*** Begin section ***

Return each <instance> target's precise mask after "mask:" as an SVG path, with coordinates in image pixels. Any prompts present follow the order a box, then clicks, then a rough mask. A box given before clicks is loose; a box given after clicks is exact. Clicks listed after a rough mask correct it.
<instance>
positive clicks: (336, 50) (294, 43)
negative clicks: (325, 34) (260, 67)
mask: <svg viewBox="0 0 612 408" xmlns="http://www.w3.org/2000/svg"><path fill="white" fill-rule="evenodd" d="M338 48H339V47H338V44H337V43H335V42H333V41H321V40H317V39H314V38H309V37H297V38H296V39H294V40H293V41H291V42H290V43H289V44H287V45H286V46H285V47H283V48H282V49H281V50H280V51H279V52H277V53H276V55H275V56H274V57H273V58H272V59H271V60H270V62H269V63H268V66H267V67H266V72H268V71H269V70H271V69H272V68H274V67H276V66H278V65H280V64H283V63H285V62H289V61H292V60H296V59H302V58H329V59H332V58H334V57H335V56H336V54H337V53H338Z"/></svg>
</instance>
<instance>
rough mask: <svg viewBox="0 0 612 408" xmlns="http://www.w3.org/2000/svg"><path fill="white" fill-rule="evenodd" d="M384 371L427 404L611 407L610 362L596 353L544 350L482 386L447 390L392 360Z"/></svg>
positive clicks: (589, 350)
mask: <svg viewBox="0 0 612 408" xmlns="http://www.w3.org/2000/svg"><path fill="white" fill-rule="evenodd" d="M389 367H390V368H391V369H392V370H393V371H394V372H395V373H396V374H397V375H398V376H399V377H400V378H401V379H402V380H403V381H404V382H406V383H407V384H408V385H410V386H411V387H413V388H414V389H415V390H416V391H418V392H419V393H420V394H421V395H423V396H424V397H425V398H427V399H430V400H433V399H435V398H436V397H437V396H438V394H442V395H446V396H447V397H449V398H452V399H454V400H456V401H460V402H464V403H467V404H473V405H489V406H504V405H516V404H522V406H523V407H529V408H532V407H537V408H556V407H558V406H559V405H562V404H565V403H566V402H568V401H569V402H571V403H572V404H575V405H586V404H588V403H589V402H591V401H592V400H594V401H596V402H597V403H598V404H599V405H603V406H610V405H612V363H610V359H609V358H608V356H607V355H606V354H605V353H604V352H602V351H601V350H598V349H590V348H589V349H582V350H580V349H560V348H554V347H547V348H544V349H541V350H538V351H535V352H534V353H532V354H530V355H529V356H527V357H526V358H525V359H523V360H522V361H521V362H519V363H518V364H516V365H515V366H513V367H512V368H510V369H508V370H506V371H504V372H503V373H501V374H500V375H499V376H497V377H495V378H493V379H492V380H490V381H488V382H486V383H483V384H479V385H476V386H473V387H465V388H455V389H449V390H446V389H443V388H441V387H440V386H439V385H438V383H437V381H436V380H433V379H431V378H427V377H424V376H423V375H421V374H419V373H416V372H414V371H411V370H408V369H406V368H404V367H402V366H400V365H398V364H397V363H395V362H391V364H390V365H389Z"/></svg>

*** End section ***

**What to produce**.
Look above for the line that contains "rough mask: <svg". That line and every line after it through the end of the data must be written out exactly, with nothing else.

**Response area**.
rough mask: <svg viewBox="0 0 612 408" xmlns="http://www.w3.org/2000/svg"><path fill="white" fill-rule="evenodd" d="M384 371L427 404L611 407L610 362L596 353L544 350L482 386L447 390L392 360Z"/></svg>
positive clicks: (589, 350)
mask: <svg viewBox="0 0 612 408" xmlns="http://www.w3.org/2000/svg"><path fill="white" fill-rule="evenodd" d="M389 367H390V368H391V369H392V370H393V371H394V372H395V373H396V374H397V375H398V376H399V377H400V378H401V379H402V380H403V381H404V382H406V383H407V384H408V385H410V386H411V387H413V388H414V389H415V390H416V391H418V392H419V393H420V394H421V395H423V396H424V397H425V398H427V399H430V400H433V399H435V398H436V397H437V396H438V394H442V395H446V396H447V397H449V398H452V399H454V400H456V401H460V402H464V403H467V404H473V405H489V406H504V405H516V404H522V406H523V407H529V408H532V407H537V408H556V407H558V406H559V405H562V404H565V403H566V402H568V401H569V402H571V403H572V404H575V405H586V404H588V403H589V402H591V401H592V400H594V401H596V402H597V403H598V404H599V405H603V406H610V405H612V363H610V359H609V358H608V356H607V355H606V354H605V353H604V352H602V351H601V350H598V349H590V348H589V349H582V350H580V349H560V348H554V347H547V348H544V349H541V350H538V351H535V352H534V353H532V354H530V355H529V356H527V357H526V358H525V359H523V360H522V361H521V362H519V363H518V364H516V365H515V366H513V367H512V368H510V369H508V370H506V371H504V372H503V373H501V374H500V375H499V376H497V377H495V378H493V379H492V380H490V381H488V382H486V383H483V384H479V385H476V386H473V387H465V388H455V389H449V390H446V389H443V388H441V387H440V386H439V385H438V383H437V381H436V380H433V379H431V378H427V377H424V376H423V375H421V374H419V373H416V372H414V371H411V370H408V369H406V368H404V367H402V366H400V365H398V364H397V363H395V362H391V364H390V365H389Z"/></svg>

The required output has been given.